__REQUEST__
Rewrite the items starting at the line that contains "Where can you see the paved" and ending at the last line of the items, keeping the requests as they are and raising every coordinate in the answers by 140.

(Raw records)

↓↓↓

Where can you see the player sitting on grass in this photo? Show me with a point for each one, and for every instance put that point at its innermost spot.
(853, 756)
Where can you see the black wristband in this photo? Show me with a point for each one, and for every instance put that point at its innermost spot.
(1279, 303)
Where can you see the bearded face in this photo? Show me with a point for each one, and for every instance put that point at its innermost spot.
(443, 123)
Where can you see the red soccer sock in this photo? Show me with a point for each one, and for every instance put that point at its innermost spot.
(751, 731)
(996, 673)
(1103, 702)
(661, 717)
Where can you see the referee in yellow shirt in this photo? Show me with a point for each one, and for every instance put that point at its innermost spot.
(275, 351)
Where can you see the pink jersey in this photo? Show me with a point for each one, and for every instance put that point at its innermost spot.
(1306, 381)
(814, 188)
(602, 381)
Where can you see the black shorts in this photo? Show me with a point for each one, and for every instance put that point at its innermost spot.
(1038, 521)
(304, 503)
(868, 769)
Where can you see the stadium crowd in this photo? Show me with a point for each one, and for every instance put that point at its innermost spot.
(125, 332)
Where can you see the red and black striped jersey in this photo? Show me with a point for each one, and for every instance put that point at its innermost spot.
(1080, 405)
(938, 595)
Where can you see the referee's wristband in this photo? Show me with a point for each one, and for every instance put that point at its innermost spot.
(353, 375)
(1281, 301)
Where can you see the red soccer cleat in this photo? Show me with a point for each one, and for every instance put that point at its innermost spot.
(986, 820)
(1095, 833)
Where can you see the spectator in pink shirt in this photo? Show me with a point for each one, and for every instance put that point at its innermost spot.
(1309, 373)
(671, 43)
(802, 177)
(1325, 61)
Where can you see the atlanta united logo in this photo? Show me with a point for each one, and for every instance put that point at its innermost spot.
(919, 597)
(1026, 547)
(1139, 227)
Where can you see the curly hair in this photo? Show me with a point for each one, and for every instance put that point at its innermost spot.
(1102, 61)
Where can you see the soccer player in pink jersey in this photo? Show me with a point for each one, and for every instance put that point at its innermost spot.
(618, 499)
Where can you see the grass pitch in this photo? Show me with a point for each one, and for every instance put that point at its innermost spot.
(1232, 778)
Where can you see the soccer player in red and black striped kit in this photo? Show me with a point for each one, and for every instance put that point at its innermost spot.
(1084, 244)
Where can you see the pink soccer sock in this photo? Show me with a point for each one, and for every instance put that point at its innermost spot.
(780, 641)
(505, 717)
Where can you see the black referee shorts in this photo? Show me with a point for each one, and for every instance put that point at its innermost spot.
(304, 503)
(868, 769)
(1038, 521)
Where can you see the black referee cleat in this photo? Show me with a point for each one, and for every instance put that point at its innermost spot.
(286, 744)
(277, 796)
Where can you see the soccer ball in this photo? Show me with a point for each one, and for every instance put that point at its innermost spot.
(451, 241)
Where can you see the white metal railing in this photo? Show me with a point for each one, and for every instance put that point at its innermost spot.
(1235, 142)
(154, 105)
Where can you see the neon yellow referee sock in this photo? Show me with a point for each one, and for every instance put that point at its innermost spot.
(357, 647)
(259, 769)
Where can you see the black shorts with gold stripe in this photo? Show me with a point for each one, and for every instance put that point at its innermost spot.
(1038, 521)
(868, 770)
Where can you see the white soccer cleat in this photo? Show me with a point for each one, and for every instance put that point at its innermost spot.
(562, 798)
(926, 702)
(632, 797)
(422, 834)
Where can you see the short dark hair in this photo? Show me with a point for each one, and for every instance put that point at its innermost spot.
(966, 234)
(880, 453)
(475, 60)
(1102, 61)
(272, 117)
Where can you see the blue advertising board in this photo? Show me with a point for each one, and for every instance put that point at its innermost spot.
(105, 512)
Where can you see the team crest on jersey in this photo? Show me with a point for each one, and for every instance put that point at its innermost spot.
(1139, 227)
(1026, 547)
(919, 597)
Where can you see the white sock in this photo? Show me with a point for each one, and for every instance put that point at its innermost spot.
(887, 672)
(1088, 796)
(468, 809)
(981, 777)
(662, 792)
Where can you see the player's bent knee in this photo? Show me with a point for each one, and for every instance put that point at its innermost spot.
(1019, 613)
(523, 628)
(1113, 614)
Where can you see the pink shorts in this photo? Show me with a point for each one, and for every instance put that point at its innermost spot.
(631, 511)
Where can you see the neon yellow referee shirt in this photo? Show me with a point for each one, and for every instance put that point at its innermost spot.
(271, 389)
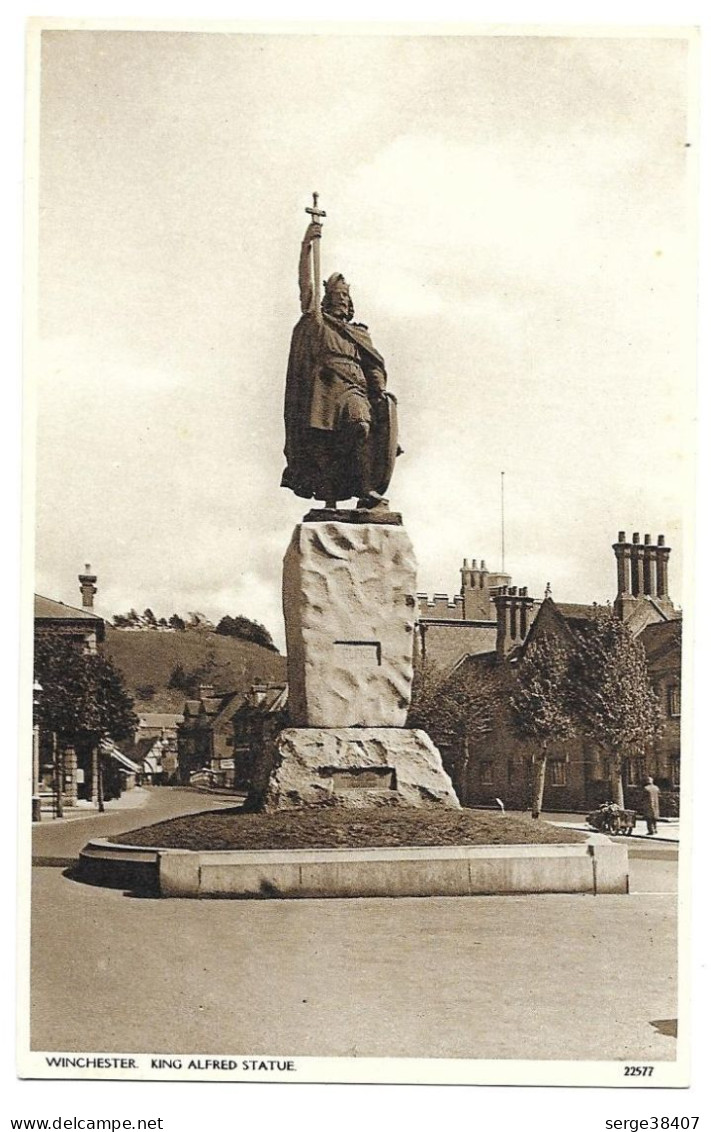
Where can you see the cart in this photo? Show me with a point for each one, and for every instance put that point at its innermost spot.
(611, 819)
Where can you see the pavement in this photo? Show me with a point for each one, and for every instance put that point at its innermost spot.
(563, 977)
(61, 839)
(666, 830)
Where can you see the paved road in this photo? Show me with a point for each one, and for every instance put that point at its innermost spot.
(61, 840)
(525, 977)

↑↑↑

__RESPONSE TO THIS TASK__
Where can you see the paved road in this photo? Show me with a point for each one, and for every instance put that point at its innermost spot.
(201, 980)
(665, 1117)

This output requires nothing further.